> Record set
━━━━━━━━━━━━━━━━
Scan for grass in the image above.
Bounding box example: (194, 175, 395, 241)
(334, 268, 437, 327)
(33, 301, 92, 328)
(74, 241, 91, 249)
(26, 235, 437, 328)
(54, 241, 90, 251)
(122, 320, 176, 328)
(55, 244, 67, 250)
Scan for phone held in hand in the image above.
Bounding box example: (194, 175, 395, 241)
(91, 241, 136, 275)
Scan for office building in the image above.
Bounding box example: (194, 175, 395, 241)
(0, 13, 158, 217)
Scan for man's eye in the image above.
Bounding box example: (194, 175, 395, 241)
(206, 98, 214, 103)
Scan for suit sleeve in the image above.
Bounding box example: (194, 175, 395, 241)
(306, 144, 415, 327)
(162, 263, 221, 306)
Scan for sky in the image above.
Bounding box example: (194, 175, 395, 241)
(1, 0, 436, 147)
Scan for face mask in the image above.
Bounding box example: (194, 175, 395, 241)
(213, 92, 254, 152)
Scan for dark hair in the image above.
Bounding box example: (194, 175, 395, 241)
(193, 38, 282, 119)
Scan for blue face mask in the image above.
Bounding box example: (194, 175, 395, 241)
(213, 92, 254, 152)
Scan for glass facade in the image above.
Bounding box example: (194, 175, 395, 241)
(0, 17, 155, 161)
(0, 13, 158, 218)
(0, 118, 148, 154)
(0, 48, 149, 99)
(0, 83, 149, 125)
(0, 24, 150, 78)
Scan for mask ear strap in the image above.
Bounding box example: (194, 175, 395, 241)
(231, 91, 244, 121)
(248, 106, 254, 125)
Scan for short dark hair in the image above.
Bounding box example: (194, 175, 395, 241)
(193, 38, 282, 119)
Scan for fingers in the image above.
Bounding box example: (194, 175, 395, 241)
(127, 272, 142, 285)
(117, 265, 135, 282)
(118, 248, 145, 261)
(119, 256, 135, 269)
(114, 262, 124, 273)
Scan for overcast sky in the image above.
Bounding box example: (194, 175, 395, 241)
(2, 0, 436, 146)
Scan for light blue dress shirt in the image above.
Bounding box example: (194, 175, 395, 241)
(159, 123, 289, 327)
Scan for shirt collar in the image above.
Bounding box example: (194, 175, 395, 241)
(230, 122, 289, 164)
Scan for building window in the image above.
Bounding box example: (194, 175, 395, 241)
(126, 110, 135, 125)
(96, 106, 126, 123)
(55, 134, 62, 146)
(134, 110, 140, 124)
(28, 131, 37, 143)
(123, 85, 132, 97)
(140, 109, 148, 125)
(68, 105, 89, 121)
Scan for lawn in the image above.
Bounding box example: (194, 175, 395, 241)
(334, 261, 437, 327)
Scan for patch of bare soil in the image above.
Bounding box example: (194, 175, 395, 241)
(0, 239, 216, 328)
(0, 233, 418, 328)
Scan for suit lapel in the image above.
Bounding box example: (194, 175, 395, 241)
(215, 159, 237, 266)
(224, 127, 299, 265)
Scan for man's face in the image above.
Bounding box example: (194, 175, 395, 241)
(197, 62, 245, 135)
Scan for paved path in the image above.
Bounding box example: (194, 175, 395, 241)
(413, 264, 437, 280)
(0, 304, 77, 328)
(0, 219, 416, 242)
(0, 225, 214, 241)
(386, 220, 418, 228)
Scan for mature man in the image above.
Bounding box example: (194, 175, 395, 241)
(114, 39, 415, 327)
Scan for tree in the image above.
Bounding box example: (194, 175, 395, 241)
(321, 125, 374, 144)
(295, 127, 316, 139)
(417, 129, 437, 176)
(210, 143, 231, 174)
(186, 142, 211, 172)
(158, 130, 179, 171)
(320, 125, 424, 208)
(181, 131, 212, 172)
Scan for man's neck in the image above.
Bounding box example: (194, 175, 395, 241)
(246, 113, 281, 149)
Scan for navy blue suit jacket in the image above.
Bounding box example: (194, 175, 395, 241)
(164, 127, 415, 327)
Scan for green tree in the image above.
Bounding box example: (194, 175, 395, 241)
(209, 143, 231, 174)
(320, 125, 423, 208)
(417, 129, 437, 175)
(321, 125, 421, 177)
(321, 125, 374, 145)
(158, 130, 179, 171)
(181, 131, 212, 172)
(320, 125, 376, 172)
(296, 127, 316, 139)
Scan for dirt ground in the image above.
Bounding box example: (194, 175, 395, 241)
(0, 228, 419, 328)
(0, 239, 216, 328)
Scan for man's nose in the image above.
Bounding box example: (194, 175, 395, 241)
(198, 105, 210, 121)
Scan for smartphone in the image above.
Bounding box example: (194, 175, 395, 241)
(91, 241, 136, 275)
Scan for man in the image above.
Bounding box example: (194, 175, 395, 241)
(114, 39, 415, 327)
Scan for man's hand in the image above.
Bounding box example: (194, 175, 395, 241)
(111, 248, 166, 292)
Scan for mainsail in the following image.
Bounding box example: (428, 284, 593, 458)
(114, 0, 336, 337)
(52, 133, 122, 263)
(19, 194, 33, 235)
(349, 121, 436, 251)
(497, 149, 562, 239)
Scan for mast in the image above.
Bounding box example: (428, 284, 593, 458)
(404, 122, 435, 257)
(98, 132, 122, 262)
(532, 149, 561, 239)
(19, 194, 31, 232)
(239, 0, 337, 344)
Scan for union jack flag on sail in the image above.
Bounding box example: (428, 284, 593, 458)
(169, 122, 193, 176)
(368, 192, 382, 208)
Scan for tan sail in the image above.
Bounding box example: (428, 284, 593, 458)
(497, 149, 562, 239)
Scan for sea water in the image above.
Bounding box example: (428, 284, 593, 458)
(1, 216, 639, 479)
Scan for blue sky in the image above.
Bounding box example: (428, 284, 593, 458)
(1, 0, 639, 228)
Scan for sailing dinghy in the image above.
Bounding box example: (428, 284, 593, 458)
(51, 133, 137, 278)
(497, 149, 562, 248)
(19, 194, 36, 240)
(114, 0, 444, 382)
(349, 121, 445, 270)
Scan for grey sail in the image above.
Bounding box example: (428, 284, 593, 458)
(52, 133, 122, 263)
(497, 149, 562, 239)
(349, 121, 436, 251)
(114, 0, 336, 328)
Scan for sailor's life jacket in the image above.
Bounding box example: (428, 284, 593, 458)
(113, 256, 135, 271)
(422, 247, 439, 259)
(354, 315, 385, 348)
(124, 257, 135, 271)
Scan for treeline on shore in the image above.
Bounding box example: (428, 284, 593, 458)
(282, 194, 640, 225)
━━━━━━━━━━━━━━━━
> The problem
Set down each entry from above once more, exactly as written.

> Exercise result
Scan for grass in the image above.
Bounding box example: (194, 175, 395, 241)
(334, 268, 437, 327)
(33, 301, 92, 328)
(74, 241, 91, 249)
(26, 235, 437, 328)
(54, 241, 90, 251)
(122, 320, 176, 328)
(55, 244, 67, 250)
Scan for phone held in hand in the image above.
Bounding box example: (194, 175, 395, 241)
(91, 241, 136, 275)
Scan for office building in the image above.
Bounding box example: (194, 175, 395, 241)
(0, 13, 158, 217)
Scan for man's eye in the image above.
Bounding box example: (194, 175, 395, 241)
(206, 98, 214, 103)
Scan for suit sleeve in the image above.
Bounding box example: (194, 175, 395, 241)
(306, 144, 415, 327)
(162, 263, 221, 306)
Scan for sky in the image above.
Bounding box example: (194, 175, 395, 241)
(1, 0, 436, 147)
Scan for face mask in the image above.
Bounding box example: (194, 175, 395, 241)
(213, 92, 254, 152)
Scan for dark hair in the image above.
Bounding box example: (194, 175, 395, 241)
(193, 38, 282, 119)
Scan for blue face mask in the image above.
Bounding box example: (194, 175, 395, 241)
(213, 92, 254, 152)
Scan for glass facade in the image above.
Bounding box example: (194, 175, 395, 241)
(0, 17, 155, 161)
(0, 13, 158, 218)
(0, 118, 148, 154)
(0, 48, 149, 99)
(0, 83, 149, 125)
(0, 24, 150, 78)
Scan for mask ear strap in the image above.
Bounding box example: (194, 175, 395, 241)
(231, 91, 244, 121)
(248, 106, 254, 125)
Scan for short dark hair in the image above.
Bounding box example: (194, 175, 395, 241)
(193, 38, 282, 119)
Scan for fingers in the image above.
Bounding box example: (194, 175, 395, 241)
(127, 272, 142, 285)
(117, 265, 135, 282)
(118, 248, 145, 261)
(119, 256, 135, 269)
(114, 262, 124, 273)
Scan for overcast sky in the image above.
Bounding box example: (194, 175, 395, 241)
(2, 0, 436, 146)
Scan for light blue dress shirt in the image above.
Bounding box example: (194, 175, 395, 241)
(159, 123, 289, 327)
Scan for shirt collar in the image above.
Bounding box example: (194, 175, 395, 241)
(230, 122, 289, 164)
Scan for building window in the image above.
Bounding box example: (194, 175, 395, 241)
(126, 110, 135, 125)
(96, 106, 126, 123)
(55, 134, 62, 146)
(134, 110, 140, 124)
(28, 131, 37, 143)
(123, 85, 132, 97)
(140, 109, 148, 125)
(68, 105, 89, 121)
Scan for lawn in the image above.
Bounding box example: (194, 175, 395, 241)
(334, 261, 437, 327)
Scan for patch of bare soil in the image above.
Bounding box example: (194, 175, 395, 241)
(0, 239, 216, 328)
(0, 233, 418, 328)
Scan for suit lapel in the image above.
Bounding box example: (194, 175, 395, 241)
(215, 159, 237, 266)
(224, 127, 299, 265)
Scan for man's face in the image above.
Bounding box example: (194, 175, 395, 241)
(197, 62, 245, 135)
Scan for paved path in the image above.
Bounding box example: (194, 175, 395, 241)
(413, 264, 437, 280)
(0, 304, 77, 328)
(0, 219, 416, 242)
(0, 225, 214, 241)
(386, 220, 418, 228)
Scan for mature man in the image above.
Bounding box example: (194, 175, 395, 241)
(114, 39, 415, 327)
Scan for tree in the image above.
Bounding box example: (194, 175, 395, 241)
(321, 125, 374, 144)
(295, 127, 316, 139)
(417, 129, 437, 176)
(210, 143, 231, 174)
(186, 142, 211, 172)
(158, 130, 179, 171)
(320, 125, 424, 208)
(181, 131, 212, 172)
Scan for man's neck in the image above.
Bounding box example: (194, 175, 395, 241)
(246, 113, 281, 149)
Scan for navy blue suit jacket in the image above.
Bounding box example: (194, 175, 395, 241)
(164, 127, 415, 327)
Scan for green tree in the image above.
Bounding box example: (194, 175, 395, 241)
(209, 143, 231, 174)
(320, 125, 423, 208)
(417, 129, 437, 175)
(321, 125, 421, 177)
(321, 125, 374, 145)
(158, 130, 179, 171)
(181, 131, 212, 172)
(320, 125, 376, 172)
(296, 127, 316, 139)
Scan for dirt ground in the image above.
Bounding box example: (194, 175, 395, 241)
(0, 228, 419, 328)
(0, 239, 216, 328)
Scan for man's nose in the image above.
Bounding box example: (194, 175, 395, 241)
(198, 105, 210, 121)
Scan for smartphone in the image above.
Bounding box example: (194, 175, 395, 241)
(91, 241, 136, 275)
Scan for man in the image above.
Bounding box example: (194, 175, 395, 241)
(114, 39, 415, 327)
Scan for man's hand in the image above.
Bounding box example: (194, 175, 395, 241)
(111, 248, 166, 292)
Scan for mainsail in the following image.
Bounding box example: (428, 284, 593, 458)
(114, 0, 336, 337)
(52, 133, 122, 263)
(19, 194, 33, 235)
(349, 121, 436, 251)
(497, 149, 562, 239)
Scan for mast in the image above.
Bounding box example: (428, 284, 593, 458)
(404, 122, 435, 257)
(98, 132, 122, 262)
(532, 149, 561, 239)
(19, 194, 31, 232)
(239, 0, 337, 344)
Scan for union jack flag on sail in the image above.
Bounding box example: (428, 284, 593, 458)
(169, 122, 193, 176)
(368, 192, 382, 208)
Scan for tan sail in the image above.
Bounding box example: (428, 284, 593, 458)
(497, 149, 562, 239)
Scan for sea water in the image above.
Bounding box example: (428, 284, 593, 458)
(1, 216, 639, 479)
Scan for blue sky in the image above.
Bounding box example: (428, 284, 593, 458)
(1, 0, 639, 228)
Scan for sailing dinghy in the image above.
Bounding box example: (428, 284, 593, 458)
(51, 133, 137, 278)
(497, 149, 562, 248)
(19, 194, 36, 240)
(114, 0, 444, 382)
(349, 121, 445, 270)
Scan for grey sail in the image above.
Bounding box example: (428, 284, 593, 458)
(52, 133, 122, 263)
(497, 149, 562, 239)
(349, 121, 436, 251)
(114, 0, 336, 328)
Scan for sailor's life jacket in the image above.
Bounding box example: (428, 284, 593, 458)
(113, 256, 135, 271)
(422, 247, 439, 259)
(354, 315, 385, 348)
(124, 257, 135, 271)
Scan for treeline on shore in the image above.
Bounding box example: (428, 284, 593, 458)
(282, 194, 640, 225)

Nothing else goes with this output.